> **Excerpted text**
+++

Shiga toxin-producing Escherichia coli (STEC) isolated from fecal samples of African dromedary camels

Shiga toxin-producing Escherichia coli (STEC) cause gastrointestinal illnesses including non-bloody or bloody diarrhoea, haemorrhagic colitis (HC), and the haemolytic uremic syndrome (HUS). To investigate the occurrence of STEC among grazing dromedaries from Kenya, E. coli isolated from fecal matter collected from 163 dromedaries on a large ranch were screened for the presence of stx1 and stx2. STEC strains were isolated and serotyped. Isolates were subjected to PCR for the subtyping of stx genes and for the detection of eae and ehx. In addition, whole genome sequencing (WGS) was carried out to detect further virulence genes and to determine the multilocus sequence types (MLST). Antimicrobial resistance profiles were determined by disk diffusion. STEC was isolated from 20 (12.3%) of the fecal samples. Thereof, nine (45%) isolates were STEC O156:H25, three (15%) isolates typed STEC O43:H2. The remaining isolates occurred as single serotypes or were O non-typeable. Eleven (55%) of the isolates harboured stx2a, nine (45%) eae, and 14 (70%) ehx, respectively. WGS revealed the presence of iss in 16 (80%), subAB in four (20%) and astA in two (10%) of the isolates, Furthermore, espA, tccP, nleA, nleB, tccP, and tir were found exclusively among STEC O156:H25. Eleven different sequence types (ST) were detected. The most prominent was ST300/ST5343, which comprised STEC O156:H25. All STEC isolates were pan susceptible to a panel of 16 antimicrobial agents. Overall, the results indicate that dromedary camels in Kenya may be reservoirs of STEC, including serotypes possessing virulence markers associated to disease in humans, such as STEC O156:H25. STEC in camels may represent a health hazard for humans with close contact to camels or to consumers of camel derived foodstuffs, such as unpasteurised camel milk.

+++

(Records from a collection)
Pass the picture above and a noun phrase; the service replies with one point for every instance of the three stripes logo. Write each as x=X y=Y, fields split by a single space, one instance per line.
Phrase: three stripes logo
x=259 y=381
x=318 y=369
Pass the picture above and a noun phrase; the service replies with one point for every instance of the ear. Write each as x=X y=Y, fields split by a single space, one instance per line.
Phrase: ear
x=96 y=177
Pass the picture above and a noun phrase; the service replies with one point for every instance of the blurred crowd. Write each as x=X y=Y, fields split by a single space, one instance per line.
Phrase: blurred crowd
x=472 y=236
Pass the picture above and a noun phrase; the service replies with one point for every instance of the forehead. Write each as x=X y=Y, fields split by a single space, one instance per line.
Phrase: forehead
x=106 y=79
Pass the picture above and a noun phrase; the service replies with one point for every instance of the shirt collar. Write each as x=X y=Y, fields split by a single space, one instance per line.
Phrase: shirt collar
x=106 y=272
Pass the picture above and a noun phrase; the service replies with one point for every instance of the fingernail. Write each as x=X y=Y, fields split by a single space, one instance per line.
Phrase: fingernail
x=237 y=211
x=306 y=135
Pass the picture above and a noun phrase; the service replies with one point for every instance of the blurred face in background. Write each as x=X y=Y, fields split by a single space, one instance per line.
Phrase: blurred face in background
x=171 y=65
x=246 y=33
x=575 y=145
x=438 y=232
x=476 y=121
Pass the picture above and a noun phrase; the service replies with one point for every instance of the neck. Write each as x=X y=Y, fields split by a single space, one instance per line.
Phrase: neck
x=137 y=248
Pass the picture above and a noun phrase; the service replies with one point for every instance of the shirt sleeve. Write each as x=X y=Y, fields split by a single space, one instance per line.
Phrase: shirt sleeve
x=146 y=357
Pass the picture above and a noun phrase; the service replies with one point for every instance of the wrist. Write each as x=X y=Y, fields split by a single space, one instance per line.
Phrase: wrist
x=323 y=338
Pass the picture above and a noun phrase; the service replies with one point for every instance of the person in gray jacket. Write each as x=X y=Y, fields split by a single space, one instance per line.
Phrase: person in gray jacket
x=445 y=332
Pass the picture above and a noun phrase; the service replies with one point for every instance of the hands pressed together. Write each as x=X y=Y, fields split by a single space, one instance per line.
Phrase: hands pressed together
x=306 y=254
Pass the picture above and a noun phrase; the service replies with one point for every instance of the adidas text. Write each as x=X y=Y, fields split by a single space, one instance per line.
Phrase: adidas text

+++

> **Your objective**
According to the abstract on Shiga toxin-producing E. coli in dromedary camels, what share of the fecal samples yielded STEC?

> **Completed exercise**
20 of the samples, or 12.3%.